— Begin —

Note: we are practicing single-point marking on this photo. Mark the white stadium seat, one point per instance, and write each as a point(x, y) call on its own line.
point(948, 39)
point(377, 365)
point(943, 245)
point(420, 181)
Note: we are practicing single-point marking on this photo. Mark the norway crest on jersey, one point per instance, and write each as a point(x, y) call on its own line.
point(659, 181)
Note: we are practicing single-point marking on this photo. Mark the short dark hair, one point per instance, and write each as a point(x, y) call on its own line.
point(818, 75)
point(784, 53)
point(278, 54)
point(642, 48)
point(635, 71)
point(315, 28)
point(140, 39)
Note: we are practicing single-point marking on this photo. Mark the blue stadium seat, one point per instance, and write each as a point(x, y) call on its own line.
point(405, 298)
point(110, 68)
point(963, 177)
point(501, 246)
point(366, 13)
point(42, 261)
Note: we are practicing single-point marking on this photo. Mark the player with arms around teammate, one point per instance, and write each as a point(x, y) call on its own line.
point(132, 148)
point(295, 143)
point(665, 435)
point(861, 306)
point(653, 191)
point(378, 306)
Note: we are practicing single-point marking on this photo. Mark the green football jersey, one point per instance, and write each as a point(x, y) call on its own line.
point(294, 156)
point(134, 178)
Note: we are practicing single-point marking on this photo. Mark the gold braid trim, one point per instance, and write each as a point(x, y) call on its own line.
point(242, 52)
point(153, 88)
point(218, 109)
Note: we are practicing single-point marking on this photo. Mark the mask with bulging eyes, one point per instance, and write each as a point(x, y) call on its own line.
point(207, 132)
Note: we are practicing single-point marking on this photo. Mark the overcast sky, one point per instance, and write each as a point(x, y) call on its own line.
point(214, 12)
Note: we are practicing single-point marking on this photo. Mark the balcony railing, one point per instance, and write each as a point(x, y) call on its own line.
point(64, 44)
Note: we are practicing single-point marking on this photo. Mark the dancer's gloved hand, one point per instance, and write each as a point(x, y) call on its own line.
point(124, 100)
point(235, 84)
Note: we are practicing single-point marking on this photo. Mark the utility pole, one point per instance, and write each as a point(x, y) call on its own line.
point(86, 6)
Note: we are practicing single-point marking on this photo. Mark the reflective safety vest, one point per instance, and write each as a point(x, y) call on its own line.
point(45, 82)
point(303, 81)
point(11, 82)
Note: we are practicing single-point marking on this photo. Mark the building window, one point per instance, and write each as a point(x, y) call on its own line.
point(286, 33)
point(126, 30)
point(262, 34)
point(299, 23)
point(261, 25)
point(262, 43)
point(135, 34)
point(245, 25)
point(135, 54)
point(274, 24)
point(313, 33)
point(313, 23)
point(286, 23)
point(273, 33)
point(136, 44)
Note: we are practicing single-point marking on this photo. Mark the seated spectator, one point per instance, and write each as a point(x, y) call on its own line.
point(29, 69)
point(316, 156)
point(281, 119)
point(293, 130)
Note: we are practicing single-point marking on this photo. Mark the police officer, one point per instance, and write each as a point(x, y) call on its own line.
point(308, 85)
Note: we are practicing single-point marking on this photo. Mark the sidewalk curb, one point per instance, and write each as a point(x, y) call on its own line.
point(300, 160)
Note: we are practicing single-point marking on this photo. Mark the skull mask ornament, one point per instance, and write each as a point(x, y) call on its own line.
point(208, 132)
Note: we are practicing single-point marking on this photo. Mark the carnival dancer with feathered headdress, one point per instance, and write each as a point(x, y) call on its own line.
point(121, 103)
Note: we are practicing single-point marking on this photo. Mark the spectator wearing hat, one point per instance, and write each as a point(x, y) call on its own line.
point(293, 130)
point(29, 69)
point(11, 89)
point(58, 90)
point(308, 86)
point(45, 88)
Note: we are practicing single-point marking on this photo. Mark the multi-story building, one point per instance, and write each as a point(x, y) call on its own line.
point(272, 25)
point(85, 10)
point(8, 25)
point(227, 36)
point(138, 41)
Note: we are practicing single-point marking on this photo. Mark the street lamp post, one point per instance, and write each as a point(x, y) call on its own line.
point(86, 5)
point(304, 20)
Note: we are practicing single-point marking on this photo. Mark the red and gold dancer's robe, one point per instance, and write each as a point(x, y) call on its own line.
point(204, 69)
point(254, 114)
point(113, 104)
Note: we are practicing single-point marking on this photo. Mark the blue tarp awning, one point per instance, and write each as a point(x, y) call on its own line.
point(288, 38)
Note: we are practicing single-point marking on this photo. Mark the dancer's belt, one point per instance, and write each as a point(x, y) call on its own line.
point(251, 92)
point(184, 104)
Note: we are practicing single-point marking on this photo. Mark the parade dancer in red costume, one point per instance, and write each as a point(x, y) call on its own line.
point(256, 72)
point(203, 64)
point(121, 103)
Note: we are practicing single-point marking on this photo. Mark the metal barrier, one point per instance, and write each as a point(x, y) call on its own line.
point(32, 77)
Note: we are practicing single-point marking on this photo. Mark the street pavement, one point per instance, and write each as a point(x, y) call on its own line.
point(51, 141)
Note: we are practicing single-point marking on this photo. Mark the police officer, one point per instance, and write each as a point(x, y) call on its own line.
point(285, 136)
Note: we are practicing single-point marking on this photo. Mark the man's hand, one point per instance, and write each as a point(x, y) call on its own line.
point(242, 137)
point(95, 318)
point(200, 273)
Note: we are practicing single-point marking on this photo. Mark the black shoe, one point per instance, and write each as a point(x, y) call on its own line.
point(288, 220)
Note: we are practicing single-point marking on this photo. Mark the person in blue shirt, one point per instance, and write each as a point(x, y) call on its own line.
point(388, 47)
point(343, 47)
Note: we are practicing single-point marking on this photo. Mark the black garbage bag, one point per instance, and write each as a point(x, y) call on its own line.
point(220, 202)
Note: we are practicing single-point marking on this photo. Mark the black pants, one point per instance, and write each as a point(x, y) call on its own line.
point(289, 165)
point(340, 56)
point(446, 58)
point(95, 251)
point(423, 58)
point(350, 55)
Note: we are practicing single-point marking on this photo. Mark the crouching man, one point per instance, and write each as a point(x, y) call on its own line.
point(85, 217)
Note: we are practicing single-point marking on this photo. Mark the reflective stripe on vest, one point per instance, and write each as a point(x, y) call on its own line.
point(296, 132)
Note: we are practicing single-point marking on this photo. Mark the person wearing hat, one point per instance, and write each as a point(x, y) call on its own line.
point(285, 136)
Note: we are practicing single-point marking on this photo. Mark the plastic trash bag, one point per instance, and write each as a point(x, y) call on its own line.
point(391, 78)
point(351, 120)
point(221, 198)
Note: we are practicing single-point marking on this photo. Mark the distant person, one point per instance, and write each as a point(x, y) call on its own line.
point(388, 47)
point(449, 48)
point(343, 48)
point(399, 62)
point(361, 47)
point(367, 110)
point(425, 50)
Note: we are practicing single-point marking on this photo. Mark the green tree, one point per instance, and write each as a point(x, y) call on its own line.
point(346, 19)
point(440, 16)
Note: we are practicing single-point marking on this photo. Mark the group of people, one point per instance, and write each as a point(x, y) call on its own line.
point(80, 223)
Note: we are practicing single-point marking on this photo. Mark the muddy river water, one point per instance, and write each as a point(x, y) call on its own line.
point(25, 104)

— End —

Exercise instructions = Render all of the data above as a two-column CSV with the header row instruction,response. Each row should pair one instruction with its answer, with both fields in double quotes and any line breaks turned into spaces.

Exercise response =
instruction,response
"Note: we are practicing single-point marking on this photo. Mark the white stadium seat, one point per instance, and write each as a point(x, y) call on its own line.","point(948, 39) point(377, 365) point(943, 245) point(420, 181)"
"Note: we are practicing single-point marking on this photo. Mark the norway crest on jersey, one point per instance, and write each as a point(x, y) call on its own line.","point(659, 181)"
"Note: we are practicing single-point marking on this photo. Mark the short dark hair, one point per instance, and write each as a point(x, y) call on its own line.","point(818, 75) point(784, 53) point(278, 54) point(642, 48) point(635, 71) point(315, 28) point(140, 39)"
"Note: we are practicing single-point marking on this photo. Mark the blue stadium seat, one point per instance, and write each as a point(x, y) call on its own line.","point(405, 298) point(110, 68) point(963, 177) point(501, 246) point(366, 13) point(42, 261)"
"Note: we are practicing single-point marking on this photo. Mark the player with arms around teammate, one point per instance, and write each as a point(x, y) call on its own line.","point(132, 148) point(295, 143) point(665, 435) point(861, 306) point(653, 191) point(378, 306)"
"Note: we are practicing single-point marking on this photo. Mark the green football jersey, one point per instance, and write each as a point(x, y) call on its own line.","point(294, 156) point(134, 178)"
"Note: we are practicing single-point marking on this photo. Mark the gold braid trim, one point per instance, and write each as a point(x, y) call on its own line.","point(242, 52) point(153, 88) point(218, 109)"
"Note: we are practicing single-point marking on this photo. Mark the mask with bulging eyes, one point per instance, and write each as a point(x, y) call on its own line.","point(207, 132)"
"Note: we are practicing single-point marking on this photo. Mark the overcast sky, one point per instance, and write each as a point(x, y) call on its own line.","point(214, 12)"
"Note: we are practicing single-point marking on this photo. Mark the balcony railing, one point per instance, and write each as a point(x, y) call on its own line.","point(64, 44)"
"Note: we are practicing single-point marking on this photo. Mark the dancer's gloved hand, one point per instance, and write each as a point(x, y) call on its own line.","point(124, 100) point(235, 84)"
"Note: we are practicing single-point marking on this photo. Mark the utility pole, one point per instance, and write each as a point(x, y) call on its own line.","point(86, 6)"
"Note: we are practicing single-point marking on this photo. Mark the reflective safety vest, one point per instance, and write each as a point(x, y) call on its own line.","point(45, 82) point(303, 81) point(11, 82)"
"Note: we are practicing single-point marking on this photo. Mark the building window, one point per instance, and write each as a point(x, y) call on its own line.","point(286, 33) point(126, 30) point(262, 34) point(299, 23) point(261, 25) point(262, 43) point(135, 34) point(245, 25) point(135, 54) point(274, 24) point(313, 33) point(313, 23) point(286, 23) point(273, 33) point(136, 44)"
"Note: we are practicing single-point marking on this photo. Mark the seated spectator, one point per instance, and write each as a point(x, y) call on its own line.","point(29, 69) point(316, 156) point(281, 119) point(293, 130)"
"Note: we are practicing single-point marking on this photo. Mark the police officer, one point per instance, and write each as a point(x, y) call on its own line.","point(308, 85)"
"Note: we are practicing single-point marking on this photo. Mark the sidewalk curb, one point per instance, and write each as a point(x, y) call on its own line.","point(300, 160)"
"Note: we are practicing single-point marking on this photo. Mark the skull mask ornament, one point per instance, and write each as a point(x, y) call on its own line.","point(208, 132)"
"Note: we are practicing single-point marking on this photo. Mark the carnival dancer with feathered headdress, one point per instance, and write each as a point(x, y) call on its own line.","point(121, 103)"
"Note: we are practicing single-point marking on this photo. Mark the spectator wearing hat, one point per instance, and write each as a point(x, y) call on its own line.","point(293, 130) point(29, 69) point(11, 89) point(58, 90) point(308, 86) point(45, 88)"
"Note: we are practicing single-point marking on this photo. Mark the multi-story building, one point per instance, and write each as a point(x, y) call on its own line.","point(272, 25) point(85, 10) point(8, 25) point(227, 36) point(138, 41)"
"Note: we are practicing single-point marking on this photo. Mark the street lamp post, one point per instance, and write each as a point(x, y) call on its own line.","point(86, 5) point(304, 20)"
"Note: we are practicing single-point marking on this photo. Mark the red and gold dancer's robe, one point per instance, and write each as a point(x, y) call on its own line.","point(204, 69) point(254, 114) point(113, 104)"
"Note: we are practicing single-point marking on this photo. Mark the blue tarp awning, one point per instance, and write each as a point(x, y) call on its own line.","point(288, 38)"
"Note: we are practicing single-point marking on this photo. Mark the dancer's belt, one point per instance, and write each as a point(x, y) call on its own line.","point(251, 92) point(184, 104)"
"Note: we are practicing single-point marking on this photo. Mark the parade dancer in red costume, one point per instance, and write each as a point(x, y) call on its own line.","point(256, 72) point(203, 64) point(121, 103)"
"Note: we are practicing single-point marking on this photo. Mark the metal barrier, one point per instance, and write each as a point(x, y) call on its own line.","point(32, 77)"
"Note: we are practicing single-point marking on this photo. Mark the street pavement, one point per instance, and write each as a point(x, y) call on its own line.","point(51, 141)"
"Note: we are practicing single-point marking on this photo. Mark the police officer, one point per instance, and write each as a point(x, y) call on its own line.","point(285, 136)"
"Note: we are practicing single-point marking on this photo. Mark the man's hand, one point per instance, and write each as a point(x, y) call on its own line.","point(242, 137) point(95, 318) point(200, 273)"
"Note: we are practicing single-point marking on this photo. Mark the black shoe, one point per instance, and write each as a point(x, y) call on its own line.","point(288, 220)"
"Note: we are practicing single-point marking on this photo. Mark the person in blue shirt, one point per instance, and write each as a point(x, y) call on its own line.","point(388, 47) point(343, 47)"
"Note: we are practicing single-point marking on this photo. Mark the black garbage bag, one point per instance, and write each as a point(x, y) call on its own line.","point(220, 202)"
"Note: we are practicing single-point marking on this photo. Mark the black pants, one point per instance, and write each as a point(x, y) call on its own line.","point(289, 165) point(340, 56) point(446, 58) point(95, 251) point(423, 58) point(350, 55)"
"Note: we are practicing single-point marking on this photo. Mark the crouching man, one point per instance, and write each as a point(x, y) call on its own line.","point(85, 217)"
"Note: we are practicing single-point marking on this photo. Mark the reflective stripe on vest, one point per instance, and write each as a point(x, y) call on its own line.","point(296, 132)"
"Note: we are practicing single-point marking on this photo. Mark the person wearing hat, one point per instance, and write each as a point(x, y) call on its own line.","point(285, 136)"
"Note: we are practicing single-point marking on this photo. Mark the plastic trash bag, one point per instance, and write each as a point(x, y) call on its own line.","point(391, 78) point(351, 120) point(221, 198)"
"Note: we are practicing single-point marking on this photo. Mark the distant person, one point per instance, and write each as a point(x, y) call on its own line.","point(388, 47) point(449, 48) point(343, 48) point(399, 62) point(361, 47) point(367, 110) point(425, 50)"
"Note: we are practicing single-point marking on this photo. Mark the green tree, one point per instance, and write each as a point(x, y) call on its own line.","point(346, 19) point(440, 16)"
"Note: we are practicing single-point marking on this photo. Mark the group of people, one point per instance, and write each as a point(x, y) call on its own line.","point(80, 223)"
"Note: we are practicing single-point marking on this photo. Mark the muddy river water, one point per instance, and write each as a point(x, y) call on its own line.","point(25, 104)"